## ASSIGNMENT
Return, without pictures, the lines from the start of the data through the one that contains "For the dataset, tag each instance of the green".

## RECORDS TO USE
──────────

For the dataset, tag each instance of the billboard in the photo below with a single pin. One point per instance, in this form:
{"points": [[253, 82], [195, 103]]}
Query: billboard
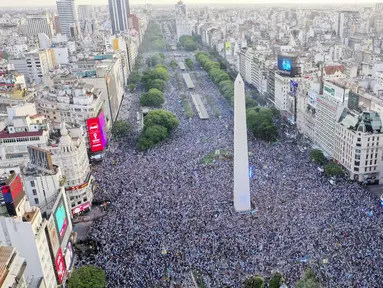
{"points": [[94, 135], [13, 193], [81, 207], [61, 219], [312, 98], [353, 101], [68, 255], [40, 157], [103, 128], [53, 236], [286, 65], [60, 266], [335, 92], [228, 45], [115, 44], [293, 87]]}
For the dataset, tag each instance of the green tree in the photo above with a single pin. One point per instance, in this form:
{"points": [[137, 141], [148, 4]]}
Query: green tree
{"points": [[153, 60], [260, 122], [309, 280], [276, 281], [250, 103], [190, 45], [254, 282], [87, 277], [317, 156], [160, 73], [189, 63], [158, 84], [151, 136], [162, 56], [134, 77], [121, 128], [162, 118], [333, 169], [153, 98], [173, 64], [132, 87], [162, 66]]}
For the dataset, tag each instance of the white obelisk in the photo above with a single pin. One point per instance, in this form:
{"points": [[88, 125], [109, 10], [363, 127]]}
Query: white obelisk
{"points": [[241, 160]]}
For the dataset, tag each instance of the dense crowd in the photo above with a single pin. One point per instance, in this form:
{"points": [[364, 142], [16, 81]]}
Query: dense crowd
{"points": [[172, 215]]}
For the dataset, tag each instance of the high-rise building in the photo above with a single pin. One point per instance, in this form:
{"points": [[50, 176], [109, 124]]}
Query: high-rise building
{"points": [[70, 154], [12, 268], [39, 63], [36, 24], [182, 21], [68, 17], [119, 15], [85, 12]]}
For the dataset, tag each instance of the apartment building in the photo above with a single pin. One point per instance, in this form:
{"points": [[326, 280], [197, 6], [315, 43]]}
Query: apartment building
{"points": [[358, 144], [70, 154], [12, 267], [39, 63], [72, 101]]}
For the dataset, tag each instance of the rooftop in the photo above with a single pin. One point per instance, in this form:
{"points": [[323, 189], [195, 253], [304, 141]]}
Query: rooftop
{"points": [[5, 134], [30, 216]]}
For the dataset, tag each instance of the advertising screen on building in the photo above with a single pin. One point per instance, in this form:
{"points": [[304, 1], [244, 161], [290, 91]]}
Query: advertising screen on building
{"points": [[353, 101], [16, 190], [40, 157], [285, 64], [61, 219], [293, 87], [60, 266], [103, 130], [68, 255], [53, 237], [94, 135]]}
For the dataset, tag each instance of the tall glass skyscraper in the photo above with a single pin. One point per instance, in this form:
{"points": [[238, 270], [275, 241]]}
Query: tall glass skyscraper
{"points": [[119, 15]]}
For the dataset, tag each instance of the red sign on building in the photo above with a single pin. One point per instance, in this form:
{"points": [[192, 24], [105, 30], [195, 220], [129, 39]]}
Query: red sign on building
{"points": [[94, 134], [60, 266]]}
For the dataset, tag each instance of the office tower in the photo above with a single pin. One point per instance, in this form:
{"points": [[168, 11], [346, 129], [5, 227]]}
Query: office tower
{"points": [[36, 24], [68, 17], [119, 15], [182, 23]]}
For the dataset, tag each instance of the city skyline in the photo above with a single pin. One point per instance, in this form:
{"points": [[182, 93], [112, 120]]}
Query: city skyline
{"points": [[42, 3]]}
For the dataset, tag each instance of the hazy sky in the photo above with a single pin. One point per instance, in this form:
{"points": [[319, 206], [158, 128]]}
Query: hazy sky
{"points": [[30, 3]]}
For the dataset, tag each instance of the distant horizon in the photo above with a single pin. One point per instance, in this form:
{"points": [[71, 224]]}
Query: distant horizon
{"points": [[52, 3]]}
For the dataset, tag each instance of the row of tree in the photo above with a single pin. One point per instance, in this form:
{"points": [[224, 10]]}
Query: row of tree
{"points": [[309, 279], [158, 125], [259, 120], [154, 82], [218, 76], [260, 123], [331, 169], [155, 59], [189, 42], [153, 39]]}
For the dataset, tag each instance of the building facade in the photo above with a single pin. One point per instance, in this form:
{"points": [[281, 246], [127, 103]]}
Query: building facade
{"points": [[12, 267], [68, 17], [36, 24], [182, 22], [70, 154], [119, 11]]}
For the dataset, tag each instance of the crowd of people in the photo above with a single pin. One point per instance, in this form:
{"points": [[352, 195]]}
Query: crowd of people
{"points": [[172, 215]]}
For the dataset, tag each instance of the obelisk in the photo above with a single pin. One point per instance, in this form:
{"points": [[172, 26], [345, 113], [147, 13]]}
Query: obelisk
{"points": [[241, 160]]}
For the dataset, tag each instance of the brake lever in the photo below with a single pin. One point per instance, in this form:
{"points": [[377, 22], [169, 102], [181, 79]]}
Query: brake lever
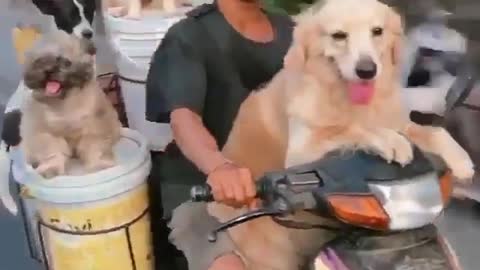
{"points": [[270, 211]]}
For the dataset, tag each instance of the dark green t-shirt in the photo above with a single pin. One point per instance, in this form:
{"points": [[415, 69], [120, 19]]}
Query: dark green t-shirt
{"points": [[205, 65]]}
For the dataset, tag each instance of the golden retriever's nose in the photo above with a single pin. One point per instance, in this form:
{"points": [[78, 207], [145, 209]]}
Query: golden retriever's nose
{"points": [[366, 69]]}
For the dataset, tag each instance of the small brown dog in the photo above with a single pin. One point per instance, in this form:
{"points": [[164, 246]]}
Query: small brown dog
{"points": [[67, 114]]}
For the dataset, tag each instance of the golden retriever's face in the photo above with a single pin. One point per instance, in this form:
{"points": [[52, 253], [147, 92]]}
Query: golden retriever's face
{"points": [[353, 37], [357, 38]]}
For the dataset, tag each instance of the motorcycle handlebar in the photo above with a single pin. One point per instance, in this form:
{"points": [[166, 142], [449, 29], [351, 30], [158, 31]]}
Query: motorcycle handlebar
{"points": [[203, 193]]}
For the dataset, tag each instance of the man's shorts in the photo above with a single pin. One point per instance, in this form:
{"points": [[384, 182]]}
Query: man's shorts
{"points": [[191, 223]]}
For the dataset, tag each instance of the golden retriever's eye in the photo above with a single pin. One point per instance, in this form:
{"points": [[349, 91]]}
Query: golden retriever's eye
{"points": [[377, 31], [340, 35]]}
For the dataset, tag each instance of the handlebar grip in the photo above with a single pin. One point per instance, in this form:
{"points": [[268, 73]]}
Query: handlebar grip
{"points": [[201, 193]]}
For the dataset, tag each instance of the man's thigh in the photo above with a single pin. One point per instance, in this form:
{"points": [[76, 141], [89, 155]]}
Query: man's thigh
{"points": [[190, 227]]}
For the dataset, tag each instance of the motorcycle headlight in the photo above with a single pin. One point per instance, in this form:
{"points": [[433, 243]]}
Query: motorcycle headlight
{"points": [[395, 205]]}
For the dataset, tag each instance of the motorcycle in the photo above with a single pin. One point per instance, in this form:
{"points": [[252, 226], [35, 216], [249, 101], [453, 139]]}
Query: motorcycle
{"points": [[387, 210]]}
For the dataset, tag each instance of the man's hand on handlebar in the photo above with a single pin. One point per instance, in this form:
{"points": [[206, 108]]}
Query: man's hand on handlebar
{"points": [[232, 185]]}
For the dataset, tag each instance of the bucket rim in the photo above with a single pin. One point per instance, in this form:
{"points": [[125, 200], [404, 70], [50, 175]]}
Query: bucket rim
{"points": [[89, 187]]}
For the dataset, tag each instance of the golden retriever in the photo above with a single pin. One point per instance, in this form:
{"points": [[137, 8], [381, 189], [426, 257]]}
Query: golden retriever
{"points": [[339, 88]]}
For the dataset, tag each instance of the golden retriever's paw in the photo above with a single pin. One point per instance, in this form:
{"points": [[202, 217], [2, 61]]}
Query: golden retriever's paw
{"points": [[463, 169], [393, 146], [52, 167]]}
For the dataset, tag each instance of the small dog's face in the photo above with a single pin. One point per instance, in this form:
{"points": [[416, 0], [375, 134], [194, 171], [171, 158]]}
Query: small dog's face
{"points": [[58, 64], [356, 38]]}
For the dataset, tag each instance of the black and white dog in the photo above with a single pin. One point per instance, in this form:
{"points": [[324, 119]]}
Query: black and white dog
{"points": [[75, 17], [72, 16]]}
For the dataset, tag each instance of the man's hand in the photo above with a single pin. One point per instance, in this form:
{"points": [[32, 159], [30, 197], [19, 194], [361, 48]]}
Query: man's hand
{"points": [[232, 185]]}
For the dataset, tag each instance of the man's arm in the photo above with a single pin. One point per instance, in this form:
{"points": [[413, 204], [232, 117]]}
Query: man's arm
{"points": [[195, 141]]}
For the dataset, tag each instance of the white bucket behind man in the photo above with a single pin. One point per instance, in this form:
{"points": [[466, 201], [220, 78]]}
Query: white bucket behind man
{"points": [[135, 41]]}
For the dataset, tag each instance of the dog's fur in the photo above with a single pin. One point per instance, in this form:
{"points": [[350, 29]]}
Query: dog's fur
{"points": [[77, 122], [132, 9], [304, 113], [72, 16]]}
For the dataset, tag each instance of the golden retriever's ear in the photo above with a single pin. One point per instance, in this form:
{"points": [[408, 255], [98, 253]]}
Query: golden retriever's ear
{"points": [[395, 27]]}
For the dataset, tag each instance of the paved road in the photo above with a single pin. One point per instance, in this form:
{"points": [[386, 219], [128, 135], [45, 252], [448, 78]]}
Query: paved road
{"points": [[461, 222]]}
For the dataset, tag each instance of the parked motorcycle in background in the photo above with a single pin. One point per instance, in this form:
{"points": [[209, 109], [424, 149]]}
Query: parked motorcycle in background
{"points": [[441, 87]]}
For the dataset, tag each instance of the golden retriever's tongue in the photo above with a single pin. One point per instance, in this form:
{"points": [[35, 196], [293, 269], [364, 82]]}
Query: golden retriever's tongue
{"points": [[52, 88], [361, 92]]}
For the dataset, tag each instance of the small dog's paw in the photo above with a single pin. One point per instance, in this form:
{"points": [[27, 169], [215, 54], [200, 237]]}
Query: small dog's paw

──────────

## SOLVED PROBLEM
For the dataset, tag each instance of the billboard in the photo below with a single pin. One point per instance, in this form:
{"points": [[253, 82], [195, 103]]}
Query: billboard
{"points": [[94, 135], [13, 193], [81, 207], [61, 219], [312, 98], [353, 101], [68, 255], [40, 157], [103, 128], [53, 236], [286, 65], [60, 266], [335, 92], [228, 45], [115, 44], [293, 87]]}
For the dataset, tag each instance of the green tree in the photo above with a single pin. One point per instance, in this form:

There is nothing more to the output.